__EXERCISE BRIEF__.
Transcribe each line below without altering anything.

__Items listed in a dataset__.
○ ○ ○ ○ ○ ○ ○

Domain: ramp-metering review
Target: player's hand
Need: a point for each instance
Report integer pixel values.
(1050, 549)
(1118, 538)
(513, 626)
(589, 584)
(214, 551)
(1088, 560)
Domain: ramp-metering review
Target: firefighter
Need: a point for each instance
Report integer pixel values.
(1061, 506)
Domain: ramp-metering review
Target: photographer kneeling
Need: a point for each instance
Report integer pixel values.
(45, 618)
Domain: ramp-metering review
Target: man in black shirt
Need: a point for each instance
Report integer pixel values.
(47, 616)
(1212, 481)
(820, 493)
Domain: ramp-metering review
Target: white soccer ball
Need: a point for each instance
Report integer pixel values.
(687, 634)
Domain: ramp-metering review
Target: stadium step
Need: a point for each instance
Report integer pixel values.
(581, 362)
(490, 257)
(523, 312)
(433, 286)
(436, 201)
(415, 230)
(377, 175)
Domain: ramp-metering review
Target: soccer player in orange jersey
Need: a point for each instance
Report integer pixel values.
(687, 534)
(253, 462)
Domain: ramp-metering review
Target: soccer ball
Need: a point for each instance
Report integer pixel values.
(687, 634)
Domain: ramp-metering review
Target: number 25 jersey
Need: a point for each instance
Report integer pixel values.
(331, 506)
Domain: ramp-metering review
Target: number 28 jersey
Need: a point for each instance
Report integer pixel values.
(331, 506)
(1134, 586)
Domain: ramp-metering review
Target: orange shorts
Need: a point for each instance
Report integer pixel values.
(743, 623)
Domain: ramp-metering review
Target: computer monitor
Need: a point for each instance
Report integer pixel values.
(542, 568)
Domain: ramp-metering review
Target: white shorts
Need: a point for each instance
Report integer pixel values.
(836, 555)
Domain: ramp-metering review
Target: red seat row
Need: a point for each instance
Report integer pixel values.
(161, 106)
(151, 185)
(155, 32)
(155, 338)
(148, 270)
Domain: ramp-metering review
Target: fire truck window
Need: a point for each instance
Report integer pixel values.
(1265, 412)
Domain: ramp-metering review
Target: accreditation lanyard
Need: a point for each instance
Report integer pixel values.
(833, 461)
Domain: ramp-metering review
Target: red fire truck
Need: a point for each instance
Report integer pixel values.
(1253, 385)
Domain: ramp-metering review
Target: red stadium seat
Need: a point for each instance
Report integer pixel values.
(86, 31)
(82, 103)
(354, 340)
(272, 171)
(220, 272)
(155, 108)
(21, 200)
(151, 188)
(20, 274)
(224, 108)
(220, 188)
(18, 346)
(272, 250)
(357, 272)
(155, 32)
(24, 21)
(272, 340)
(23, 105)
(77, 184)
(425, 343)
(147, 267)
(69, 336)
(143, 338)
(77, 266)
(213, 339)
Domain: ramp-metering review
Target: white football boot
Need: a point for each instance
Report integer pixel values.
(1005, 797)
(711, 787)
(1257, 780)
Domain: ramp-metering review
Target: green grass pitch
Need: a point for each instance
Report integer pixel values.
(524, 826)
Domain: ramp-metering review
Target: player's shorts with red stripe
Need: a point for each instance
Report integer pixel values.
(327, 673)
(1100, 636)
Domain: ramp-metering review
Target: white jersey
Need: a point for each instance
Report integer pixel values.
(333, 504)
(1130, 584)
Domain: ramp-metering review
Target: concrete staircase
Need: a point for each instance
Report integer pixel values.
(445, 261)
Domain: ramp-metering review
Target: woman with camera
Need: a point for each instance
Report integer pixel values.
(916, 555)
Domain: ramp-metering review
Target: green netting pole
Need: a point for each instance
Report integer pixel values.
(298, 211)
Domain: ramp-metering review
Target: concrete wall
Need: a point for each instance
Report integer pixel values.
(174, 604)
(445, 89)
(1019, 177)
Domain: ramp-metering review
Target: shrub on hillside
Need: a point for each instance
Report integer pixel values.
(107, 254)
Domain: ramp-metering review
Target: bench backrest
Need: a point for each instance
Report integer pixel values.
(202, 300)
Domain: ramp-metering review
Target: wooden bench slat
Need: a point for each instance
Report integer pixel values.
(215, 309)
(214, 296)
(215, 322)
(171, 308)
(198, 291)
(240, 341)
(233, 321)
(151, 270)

○ ○ ○ ○ ○ ○ ○

__ANSWER SPACE__.
Domain: ramp-metering review
Target: player's hand
Need: a point for each instance
Report integer pixel values.
(1050, 549)
(1118, 538)
(513, 626)
(589, 584)
(214, 551)
(1088, 560)
Domain: ramp-metering review
Target: firefighter
Need: a point for each instance
Report integer pixel values.
(1061, 506)
Domain: ramp-metering review
Target: photographer kneeling
Need: a point for each instance
Report integer pixel values.
(45, 618)
Domain: ramp-metering review
Target: man in black shirt
Need: a point for each instance
Report integer pixel values.
(47, 616)
(1212, 481)
(820, 493)
Domain: ramp-metering review
Target: white soccer ball
Need: a point for each instance
Report integer pixel values.
(687, 634)
Domain: ramp-metering review
Target: stadium step
Need: a point for each instance
Report integer pixel values.
(581, 362)
(490, 257)
(523, 312)
(433, 286)
(436, 201)
(415, 230)
(377, 175)
Domain: ramp-metering review
Target: soccer player in orange jersey
Need: a point for each instance
Report integer pixel values.
(687, 534)
(253, 462)
Domain: ramp-metering review
Target: soccer ball
Need: a point for each instance
Report integer pixel values.
(687, 634)
Domain: ramp-metering review
Target: number 25 jersey
Need: a point for each instance
Report integer pixel values.
(331, 506)
Domain: ramp-metering review
Target: number 28 jersey
Need: a point for each instance
Report integer pixel values.
(331, 506)
(1134, 586)
Domain: ramp-metering review
Target: orange shorts
Need: a point for each instance
Report integer pixel values.
(743, 623)
Domain: ramp-metering review
Target: computer monitor
Need: a point for each instance
Report integer pixel values.
(542, 568)
Domain: ramp-metering review
Target: white shorts
Need: a point for each instance
Report integer pixel values.
(836, 555)
Domain: ramp-metering review
Target: red seat row
Need: a point for each instance
Report integer pixel values.
(161, 106)
(151, 185)
(155, 32)
(155, 338)
(148, 270)
Domain: ramp-metering review
Target: fire truck window
Need: a point for each instance
Report integer pixel values.
(1265, 412)
Domain: ramp-metering review
Target: accreditation lanyard
Need: a point for each instance
Report integer pixel values.
(833, 461)
Domain: ramp-metering review
Target: red fire truck
Need: a point for each instance
Report integer pixel values.
(1253, 385)
Domain: ramp-metering review
Target: red stadium seat
Need: a point for each instance
Report integer pixel values.
(86, 31)
(82, 103)
(354, 340)
(272, 171)
(220, 272)
(155, 108)
(21, 200)
(151, 188)
(20, 274)
(224, 108)
(220, 188)
(18, 346)
(272, 250)
(357, 272)
(155, 32)
(24, 21)
(272, 340)
(23, 105)
(77, 184)
(425, 343)
(147, 267)
(69, 336)
(143, 338)
(77, 266)
(213, 339)
Domain: ramp-metering review
Target: white football boot
Need: a point for each instance
Report integer pixel values.
(1005, 797)
(711, 787)
(1257, 780)
Domain: ramp-metering review
Target: green grass pitch
Need: a point for each instance
Report integer pixel values.
(524, 826)
Domain: ramp-metering review
Target: player's shorts with red stripe
Need: a point for each instance
Report integer pixel values.
(327, 673)
(1100, 636)
Domain: ramp-metering review
Target: white jersey
Need: a point for each instance
Report integer pixel values.
(333, 504)
(1130, 584)
Domain: ramp-metering review
Target: concrete staircase
Need: a point for each instance
Report integer pixel values.
(445, 261)
Domain: ramp-metering review
Target: woman with camera
Need: a point for each instance
Report integer pixel values.
(916, 555)
Domain: ramp-metering review
Target: green netting pole
Need: a point for each instance
Report integer pixel values.
(298, 211)
Domain: ramp-metering review
Target: concrete wall
Need: a point for each instance
Report integer pixel values.
(174, 604)
(445, 89)
(1019, 177)
Domain: ramp-metering review
Target: shrub on hillside
Need: a point for each instance
Report integer pixel values.
(107, 254)
Domain: ramp-metering review
Target: bench backrest
Need: a point for each instance
Report integer pixel values.
(202, 300)
Domain: ramp-metering review
Target: wooden bench slat
Need: a point for each instance
Report integer pixel values.
(215, 309)
(214, 296)
(215, 322)
(171, 308)
(198, 291)
(240, 341)
(233, 321)
(151, 270)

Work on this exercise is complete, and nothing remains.